## Directions for this task
I'd like the entries that follow repeated exactly, with the pictures left out.

Collected data entries
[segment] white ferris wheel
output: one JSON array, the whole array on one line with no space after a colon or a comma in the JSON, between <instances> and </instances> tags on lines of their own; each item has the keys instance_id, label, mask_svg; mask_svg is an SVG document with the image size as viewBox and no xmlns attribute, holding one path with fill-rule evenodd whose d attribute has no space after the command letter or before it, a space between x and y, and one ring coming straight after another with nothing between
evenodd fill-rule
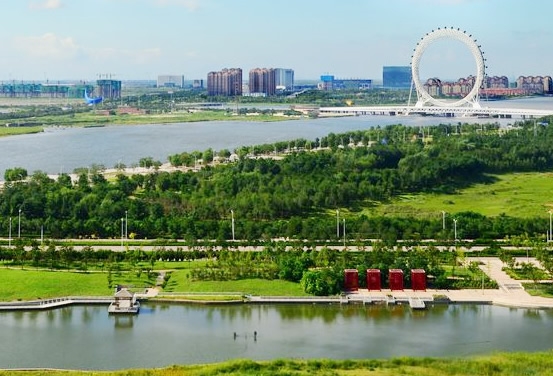
<instances>
[{"instance_id":1,"label":"white ferris wheel","mask_svg":"<svg viewBox=\"0 0 553 376\"><path fill-rule=\"evenodd\" d=\"M472 90L464 98L461 98L455 102L446 102L432 97L424 87L424 84L421 83L421 79L420 79L419 64L424 54L424 51L430 44L442 38L455 39L463 43L465 46L467 46L469 51L472 53L472 56L474 57L474 61L476 62L476 75L475 75L476 78L475 78ZM434 105L438 107L471 106L474 108L479 108L480 107L479 91L480 91L480 87L482 86L482 82L484 81L484 76L486 72L485 61L486 59L484 59L484 53L480 49L480 46L478 45L477 40L473 39L472 35L467 34L466 31L461 31L461 29L454 29L453 27L451 28L446 27L446 28L438 28L437 30L432 30L431 32L426 33L426 35L422 37L420 41L417 43L417 46L414 49L414 53L411 59L411 74L412 74L412 80L413 80L411 89L414 85L415 89L417 90L417 98L418 98L417 104L415 105L415 107Z\"/></svg>"}]
</instances>

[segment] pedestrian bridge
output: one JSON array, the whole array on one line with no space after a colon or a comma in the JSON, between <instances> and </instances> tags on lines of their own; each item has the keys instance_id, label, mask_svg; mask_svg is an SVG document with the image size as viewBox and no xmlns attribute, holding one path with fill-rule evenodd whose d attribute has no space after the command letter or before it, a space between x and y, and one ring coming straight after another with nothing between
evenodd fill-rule
<instances>
[{"instance_id":1,"label":"pedestrian bridge","mask_svg":"<svg viewBox=\"0 0 553 376\"><path fill-rule=\"evenodd\" d=\"M553 115L551 110L529 108L473 108L473 107L435 107L435 106L367 106L367 107L320 107L321 115L431 115L445 117L490 117L534 119Z\"/></svg>"}]
</instances>

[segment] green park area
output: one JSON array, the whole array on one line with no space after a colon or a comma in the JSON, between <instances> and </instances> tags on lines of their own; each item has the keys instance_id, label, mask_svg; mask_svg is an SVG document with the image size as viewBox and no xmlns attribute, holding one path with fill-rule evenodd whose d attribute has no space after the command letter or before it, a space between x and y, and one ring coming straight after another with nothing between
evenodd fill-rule
<instances>
[{"instance_id":1,"label":"green park area","mask_svg":"<svg viewBox=\"0 0 553 376\"><path fill-rule=\"evenodd\" d=\"M476 212L484 216L544 218L553 209L551 172L521 172L488 176L454 193L401 194L370 209L374 215L397 217L441 217L447 213Z\"/></svg>"}]
</instances>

## Solution
[segment] white ferris wheel
output: one JSON array, the whole array on one line with no space after a colon or a comma in the JSON, between <instances> and </instances> tags on lines of their own; each item has the keys instance_id, label, mask_svg; mask_svg is an SVG document with the image size as viewBox and no xmlns attribute, holding one path with fill-rule evenodd whose d attribute has no space after the command letter or before it, a space between x and y, and one ring coming straight after another with nothing between
evenodd fill-rule
<instances>
[{"instance_id":1,"label":"white ferris wheel","mask_svg":"<svg viewBox=\"0 0 553 376\"><path fill-rule=\"evenodd\" d=\"M472 90L464 98L461 98L455 102L446 102L432 97L424 87L424 84L421 83L421 79L420 79L419 64L424 54L424 51L430 44L442 38L455 39L463 43L465 46L467 46L469 51L472 53L472 56L474 57L474 61L476 62L476 75L475 75L476 78L475 78ZM434 105L438 107L471 106L474 108L479 108L480 107L479 91L480 91L480 87L482 86L482 82L484 81L484 76L486 72L485 61L486 59L484 59L484 53L480 49L480 46L478 45L477 40L473 39L472 35L467 34L466 31L461 31L461 29L454 29L453 27L451 28L446 27L446 28L438 28L437 30L432 30L431 32L426 33L426 35L422 37L420 41L417 43L417 46L414 49L414 53L411 59L411 74L412 74L412 80L413 80L411 89L414 85L415 89L417 90L417 98L418 98L417 104L415 105L415 107Z\"/></svg>"}]
</instances>

[segment] pedestrian bridge
output: one JSON array, the whole array on one line with no space after a colon or a comma in the JSON, between <instances> and </instances> tags on lines of their own; each item has the keys instance_id, label, mask_svg; mask_svg is an SVG document with the image size as viewBox and no xmlns attribute, holding one path with fill-rule evenodd whose d attribute has no space after the command letter or before it, a space between x and y, and one ring coming straight after another with nothing between
evenodd fill-rule
<instances>
[{"instance_id":1,"label":"pedestrian bridge","mask_svg":"<svg viewBox=\"0 0 553 376\"><path fill-rule=\"evenodd\" d=\"M553 115L551 110L529 108L473 108L473 107L435 107L435 106L367 106L367 107L320 107L321 115L431 115L445 117L490 117L534 119Z\"/></svg>"}]
</instances>

[segment] green park area
output: one JSON array, the whole array on one line with no space after a colon or a comma in the JSON, between <instances> and </instances> tags on lines of their own; each item has the keys instance_id, label, mask_svg; mask_svg is an SVG document with the image size as viewBox and no xmlns attribute, holding one path with fill-rule evenodd whose d attribute has no space after the command letter or before it, a space between x and y, and one ring coming straight after another with nothing between
evenodd fill-rule
<instances>
[{"instance_id":1,"label":"green park area","mask_svg":"<svg viewBox=\"0 0 553 376\"><path fill-rule=\"evenodd\" d=\"M476 212L484 216L544 218L553 209L551 172L521 172L488 176L454 193L401 194L370 209L374 215L397 217L441 217L447 213Z\"/></svg>"}]
</instances>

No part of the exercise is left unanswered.